TEXT FOR ANALYSIS:
········

Stay Home, Save Lives

Did the Governor's Order for Oregonians to Stay Home Come Soon Enough?

Health officials say the order's business regulations need to be even stricter.

By Julia Silverman March 23, 2020

“As I have said every single day, we’re making the best decisions we can at the time," said Gov. Kate Brown in a Friday morning press call. This weekend saw an influx of visitors to coastal Oregon towns, with many people not adhering to Brown's extreme social distancing measures. On Monday, the governor issued an executive order issuing all Oregonians to stay home unless they absolutely needed to go outside. Some people say it should have come sooner. 

The decree from Gov. Kate Brown’s office came down Monday morning like a door swinging shut: Stay home or else. 

Violate that ban and you're facing a class C misdemeanor charge, punishable by up to 30 days in jail or a $1,250 fine.  

The order comes after a furious onslaught from around the state, particularly from alarmed officials and health care providers in the Willamette Valley and on the Oregon Coast, who had been pushing for quicker and more decisive action from the governor’s office.  

Mayor Ted Wheeler, in particular, appeared ready to put teeth behind the order on Friday night, at a somewhat muddled press conference with the governor and Multnomah County Commissioner Deborah Kafoury that was clearly intended to be a show of unity, but didn't quite turn out that way.

········

MATERIAL SUPPLIED:
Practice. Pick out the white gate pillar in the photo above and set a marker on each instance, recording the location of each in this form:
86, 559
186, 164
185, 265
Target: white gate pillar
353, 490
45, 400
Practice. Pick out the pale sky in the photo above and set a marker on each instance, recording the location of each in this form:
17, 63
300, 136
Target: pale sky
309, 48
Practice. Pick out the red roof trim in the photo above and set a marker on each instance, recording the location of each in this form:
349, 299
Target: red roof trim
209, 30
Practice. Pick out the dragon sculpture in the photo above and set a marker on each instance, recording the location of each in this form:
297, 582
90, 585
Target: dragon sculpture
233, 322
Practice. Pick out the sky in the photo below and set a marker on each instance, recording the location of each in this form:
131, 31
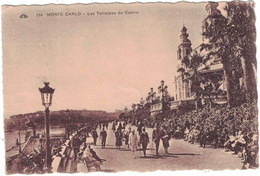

········

BRIEF:
Continue the article on Governor Kate Brown's stay-home order for Oregon, picking up right after its last sentence.

ANSWER FOR THIS EXERCISE:
At the same press conference, while scrupulously maintaining the recommended six-foot buffer, Brown pleaded with Oregonians to stay home over the weekend, but stopped short of an executive order, backed up by enforcement. Her cries apparently fell on deaf ears, as residents flocked to the Columbia Gorge and the Oregon Coast on a gloriously sunny spring weekend, perhaps aware that both the rain and a more definitive order were on the horizon. 

The governor was under enormous and contradictory pressures, particularly from rural stretches of the state worried about a complete economic shutdown. And as her office took pains to point out in her executive order on Monday, she's been responding to coronavirus since late February. Key milestones include a declaration of a state of emergency on March 8, closure of public schools on March 12 and bans on gatherings of more than 25 people on March 17. 

But by Monday, the public health outcry from doctors, nurses and hospital systems was too loud to ignore. Worried over the predicted surge in cases and a corresponding lack of hospital infrastructure, from beds to personal protective gear, the clinical outcry to enforce physical distancing to slow the spread of the disease reached a fever pitch. 

Brown told reporters Monday that she'd spent the weekend hammering out the state's policy, conferring with health experts and elected officials from around the state.

"I was working on a statewide policy that would protect all of Oregon, and I wanted to do it collaboratively, methodically, thoughtfully," says Brown. "In other states, the orders that were crafted caused great confusion. We wanted to avoid that here as much as possible."

But confusion and disagreement remained, with some saying that Brown's policy should have been more restrictive on businesses, similar to the ban enforced by her fellow Democrat, Gov. Gavin Newsom of California. In that state, only a small handful of "essential" businesses have been allowed to stay open; all others are telework only. In Oregon, by contrast, Brown's office issued a laundry list of those that were required to close (aquariums and tattoo parlors, among them). But businesses not on that list and that cannot telework may remain open, she says, so long as someone on staff is enforcing social distancing policies and the six-foot buffer rule.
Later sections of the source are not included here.